**STATED PROBLEM**.
Copy the items below word for word, but leave the pictures out of your copy.

======== ENTRIES ========

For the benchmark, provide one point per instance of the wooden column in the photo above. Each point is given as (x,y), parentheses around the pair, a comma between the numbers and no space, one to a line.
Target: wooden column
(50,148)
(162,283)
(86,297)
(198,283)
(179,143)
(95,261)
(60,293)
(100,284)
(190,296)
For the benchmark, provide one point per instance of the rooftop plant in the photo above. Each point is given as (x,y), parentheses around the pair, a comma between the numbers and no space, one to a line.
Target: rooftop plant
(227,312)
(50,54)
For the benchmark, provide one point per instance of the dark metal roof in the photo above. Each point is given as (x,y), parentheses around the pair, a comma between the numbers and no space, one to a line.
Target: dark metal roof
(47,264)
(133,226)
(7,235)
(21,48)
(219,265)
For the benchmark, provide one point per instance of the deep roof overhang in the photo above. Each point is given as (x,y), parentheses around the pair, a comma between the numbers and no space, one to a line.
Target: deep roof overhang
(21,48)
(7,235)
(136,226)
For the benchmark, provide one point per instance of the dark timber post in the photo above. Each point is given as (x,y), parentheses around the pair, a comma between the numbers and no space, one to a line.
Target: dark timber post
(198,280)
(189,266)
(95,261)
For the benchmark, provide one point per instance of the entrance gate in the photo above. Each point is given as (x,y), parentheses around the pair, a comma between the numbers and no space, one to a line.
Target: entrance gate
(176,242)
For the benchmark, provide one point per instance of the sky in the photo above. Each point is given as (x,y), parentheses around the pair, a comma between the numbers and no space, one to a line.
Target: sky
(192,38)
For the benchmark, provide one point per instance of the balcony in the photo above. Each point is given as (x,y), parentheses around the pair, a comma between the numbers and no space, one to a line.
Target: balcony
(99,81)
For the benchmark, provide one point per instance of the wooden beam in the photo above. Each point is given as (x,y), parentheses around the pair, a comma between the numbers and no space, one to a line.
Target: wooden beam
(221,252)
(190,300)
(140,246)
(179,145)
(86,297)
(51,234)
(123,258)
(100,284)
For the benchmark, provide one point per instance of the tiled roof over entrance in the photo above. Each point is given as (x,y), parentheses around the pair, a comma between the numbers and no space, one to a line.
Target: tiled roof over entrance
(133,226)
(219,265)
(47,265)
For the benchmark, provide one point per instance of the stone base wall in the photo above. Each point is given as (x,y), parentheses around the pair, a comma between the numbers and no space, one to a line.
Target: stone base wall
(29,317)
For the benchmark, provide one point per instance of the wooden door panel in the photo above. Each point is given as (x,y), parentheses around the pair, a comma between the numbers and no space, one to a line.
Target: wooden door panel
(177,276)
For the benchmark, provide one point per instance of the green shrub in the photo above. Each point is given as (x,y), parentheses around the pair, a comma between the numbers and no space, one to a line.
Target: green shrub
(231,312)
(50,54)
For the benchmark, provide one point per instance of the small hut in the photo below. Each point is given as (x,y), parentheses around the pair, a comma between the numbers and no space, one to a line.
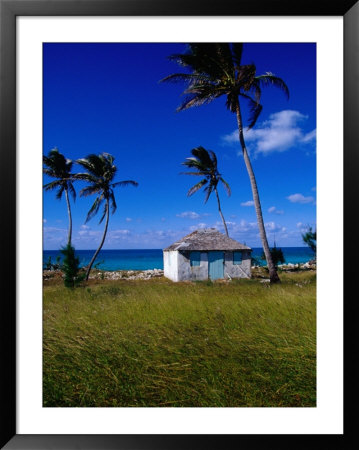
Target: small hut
(204,254)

========

**ANSWER FOR THIS EXERCISE**.
For the benchmark, provide one point per instance of the wooden column in the photo above. Each point is given as (x,y), parentheses around the pair, a comma between the numbers and no space, one to a line.
Target: wooden column
(50,148)
(162,283)
(86,297)
(198,283)
(179,143)
(95,261)
(60,293)
(100,284)
(190,296)
For the benchmark, provide one point per instance of the rooftop plant in the photo above. Each point is given as (x,y), parentheses around the pair, a comma between the numbers and no space, one to a line.
Target: rooftop plant
(227,312)
(50,54)
For the benchmark, provide one point per instance of the dark metal roof in the photo above. Each point is given as (x,y), parentheses around the pair, a comma between the numbers and no space, one to a line.
Target: dark metal roof
(47,264)
(133,226)
(7,235)
(21,48)
(219,265)
For the benchmark, provide one point per instance of the deep roof overhang in the photo above. Each point is given as (x,y), parentheses around the pair, a comma between the numbers and no space, one to a line.
Target: deep roof overhang
(21,48)
(7,235)
(136,226)
For the benchmark, provide one point per instance of the dark timber post in the photo above. Each point is given as (x,y), parentheses around the pair, a comma between the numbers and no space, one to a line.
Target: dark timber post
(198,280)
(189,266)
(95,261)
For the benchmark, provide one point per instance of the entrance gate in the photo above. Each point is given as (x,y), parentheses around the pair, a comma between the numbers and no space, one to a line.
Target: entrance gate
(176,242)
For the benchmark, provide one point per instance of the sky in the photo above. Each point is given as (x,y), parentheses around the pair, a comma between the numbers and no space, one to a line.
Target: sky
(192,38)
For the benchmark, provide one point per instance of the balcony in the photo above. Each point is given as (x,y), parentheses around the pair, a comma between the numbers and no space, one to a line.
Target: balcony
(99,81)
For the benchmark, provide one point per instance of the wooden beam in the photo above. Each point is given as (x,y), parentheses around the pair, a comma between the numbers and no space, one to a line.
Target: wooden beam
(221,252)
(190,300)
(140,246)
(179,145)
(86,297)
(51,234)
(123,258)
(100,284)
For the benchmark, provide one point per instance of the tiled roof over entrance in the photo above. Each point is given as (x,y), parentheses around the pair, a comma between the numbers and no space, one to a line.
Target: tiled roof over entrance
(133,226)
(219,265)
(47,265)
For the benchmark, provide one point per instance of the stone base wall in the photo above. Each point is given as (x,y), parentheses around the pair, a comma between the numbers and no space, one to a line.
Target: stone base wall
(29,317)
For the benchmark, provide one point per instance of the wooden door panel in the photo above. Each point is given as (x,y), parentheses around the pair, a comma between the numbers and no space, one to a line.
Target: wooden door panel
(177,276)
For the benchmark, provide one point per instance of the green shrub in the photo above. Each point is given as (x,y), parentheses around the pair, a comma between the numbers and no space, one to a line.
Target: green shrub
(231,312)
(50,54)
For the benchmark, provide one point per instance of the small hut in the photo below. Each point is given as (x,y), parentheses around the pair, a comma between the numbers and no space, one to a line.
Target: small hut
(204,254)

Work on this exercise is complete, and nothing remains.